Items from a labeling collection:

((

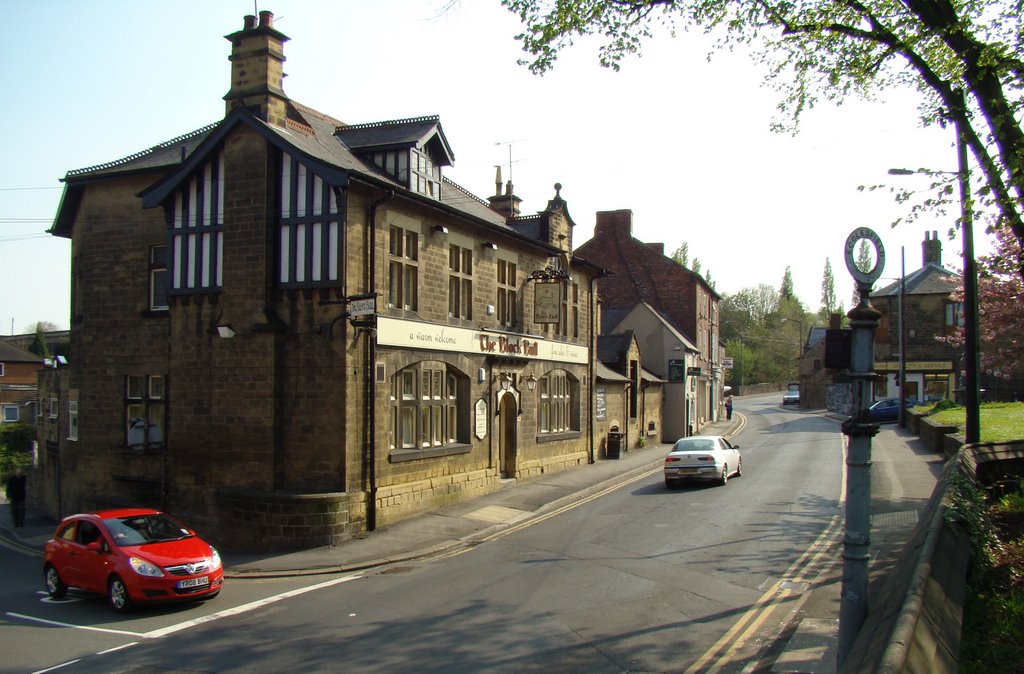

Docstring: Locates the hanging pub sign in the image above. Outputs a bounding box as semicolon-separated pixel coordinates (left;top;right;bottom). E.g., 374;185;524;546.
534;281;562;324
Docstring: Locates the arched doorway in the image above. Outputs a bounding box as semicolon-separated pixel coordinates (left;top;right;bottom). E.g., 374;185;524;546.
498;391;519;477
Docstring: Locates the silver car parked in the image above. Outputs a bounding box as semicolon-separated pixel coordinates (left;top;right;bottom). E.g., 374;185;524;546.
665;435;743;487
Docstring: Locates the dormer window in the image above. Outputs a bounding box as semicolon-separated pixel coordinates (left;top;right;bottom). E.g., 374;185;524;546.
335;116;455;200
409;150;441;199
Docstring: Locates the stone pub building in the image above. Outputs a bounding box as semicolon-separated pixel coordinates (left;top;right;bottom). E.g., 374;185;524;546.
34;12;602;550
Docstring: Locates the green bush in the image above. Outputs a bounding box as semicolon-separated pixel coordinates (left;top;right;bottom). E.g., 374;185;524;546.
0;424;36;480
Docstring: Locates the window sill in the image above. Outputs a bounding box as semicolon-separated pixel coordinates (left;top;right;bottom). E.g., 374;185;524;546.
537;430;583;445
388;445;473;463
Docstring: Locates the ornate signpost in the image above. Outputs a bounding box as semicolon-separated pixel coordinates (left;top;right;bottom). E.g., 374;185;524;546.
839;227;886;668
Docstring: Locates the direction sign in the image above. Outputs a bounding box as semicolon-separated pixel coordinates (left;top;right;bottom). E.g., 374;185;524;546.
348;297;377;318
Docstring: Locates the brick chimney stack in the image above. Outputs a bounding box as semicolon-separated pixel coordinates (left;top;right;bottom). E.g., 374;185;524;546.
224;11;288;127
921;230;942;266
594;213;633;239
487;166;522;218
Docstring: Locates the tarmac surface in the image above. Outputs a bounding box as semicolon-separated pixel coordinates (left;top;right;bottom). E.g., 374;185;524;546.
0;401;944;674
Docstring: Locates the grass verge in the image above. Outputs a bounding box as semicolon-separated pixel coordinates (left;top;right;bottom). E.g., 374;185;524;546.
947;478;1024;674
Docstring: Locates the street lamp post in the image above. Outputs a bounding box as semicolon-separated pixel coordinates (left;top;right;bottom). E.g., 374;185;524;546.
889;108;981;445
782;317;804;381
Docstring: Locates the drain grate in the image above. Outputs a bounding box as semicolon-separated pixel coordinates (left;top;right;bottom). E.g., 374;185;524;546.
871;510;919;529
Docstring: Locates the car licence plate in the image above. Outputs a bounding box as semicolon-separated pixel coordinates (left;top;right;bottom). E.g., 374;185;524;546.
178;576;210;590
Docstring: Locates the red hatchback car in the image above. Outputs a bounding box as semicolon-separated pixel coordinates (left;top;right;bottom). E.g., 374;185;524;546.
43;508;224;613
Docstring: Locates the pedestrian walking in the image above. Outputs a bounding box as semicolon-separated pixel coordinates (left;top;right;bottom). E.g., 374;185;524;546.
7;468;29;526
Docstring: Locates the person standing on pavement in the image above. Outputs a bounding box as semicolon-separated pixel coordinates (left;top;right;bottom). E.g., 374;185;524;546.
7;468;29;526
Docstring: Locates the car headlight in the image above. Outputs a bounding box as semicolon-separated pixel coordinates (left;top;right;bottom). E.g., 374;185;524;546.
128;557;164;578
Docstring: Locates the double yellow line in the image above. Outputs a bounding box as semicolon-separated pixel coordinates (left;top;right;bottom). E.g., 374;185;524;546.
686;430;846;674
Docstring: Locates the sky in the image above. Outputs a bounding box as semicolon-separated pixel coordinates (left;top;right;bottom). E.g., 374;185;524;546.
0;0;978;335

))
((

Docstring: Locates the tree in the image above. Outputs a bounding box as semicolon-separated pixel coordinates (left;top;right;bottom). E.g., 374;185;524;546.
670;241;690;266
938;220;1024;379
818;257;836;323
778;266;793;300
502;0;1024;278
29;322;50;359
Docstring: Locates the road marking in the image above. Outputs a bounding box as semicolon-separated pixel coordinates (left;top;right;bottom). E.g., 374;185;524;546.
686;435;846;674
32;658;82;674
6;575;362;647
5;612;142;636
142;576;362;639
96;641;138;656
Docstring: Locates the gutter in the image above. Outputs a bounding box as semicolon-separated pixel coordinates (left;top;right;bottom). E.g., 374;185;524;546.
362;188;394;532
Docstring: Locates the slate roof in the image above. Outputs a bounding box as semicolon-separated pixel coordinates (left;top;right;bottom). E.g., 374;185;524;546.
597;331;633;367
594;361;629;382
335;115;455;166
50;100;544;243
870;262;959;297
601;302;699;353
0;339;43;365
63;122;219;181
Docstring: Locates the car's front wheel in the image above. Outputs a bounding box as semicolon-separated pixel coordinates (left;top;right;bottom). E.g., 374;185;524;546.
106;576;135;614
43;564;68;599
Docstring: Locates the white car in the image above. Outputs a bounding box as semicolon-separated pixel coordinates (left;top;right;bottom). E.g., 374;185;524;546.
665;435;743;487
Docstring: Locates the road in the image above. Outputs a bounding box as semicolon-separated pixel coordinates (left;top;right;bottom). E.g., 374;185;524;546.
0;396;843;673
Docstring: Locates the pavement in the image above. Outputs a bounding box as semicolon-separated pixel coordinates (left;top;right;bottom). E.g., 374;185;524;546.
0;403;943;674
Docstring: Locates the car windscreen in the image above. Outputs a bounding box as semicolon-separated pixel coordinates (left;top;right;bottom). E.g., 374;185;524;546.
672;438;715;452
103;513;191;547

))

■ TASK OBJECTIVE: Find every line in the material above that contains the word "window", matching case exactly, and copy each of those lines.

■ RIGHT ANSWER:
Docstring: Locates the dormer window in the image above. Outputs a bounding box as semicolon-separated pixel coordinates (left;top;right;bottom). E.g., 374;185;524;546.
Docstring: Locates the window sill in the image above. Outputs a bounding box as semicolon-separated pixel coordinates (left;top;right;bottom). E.g., 374;185;524;546.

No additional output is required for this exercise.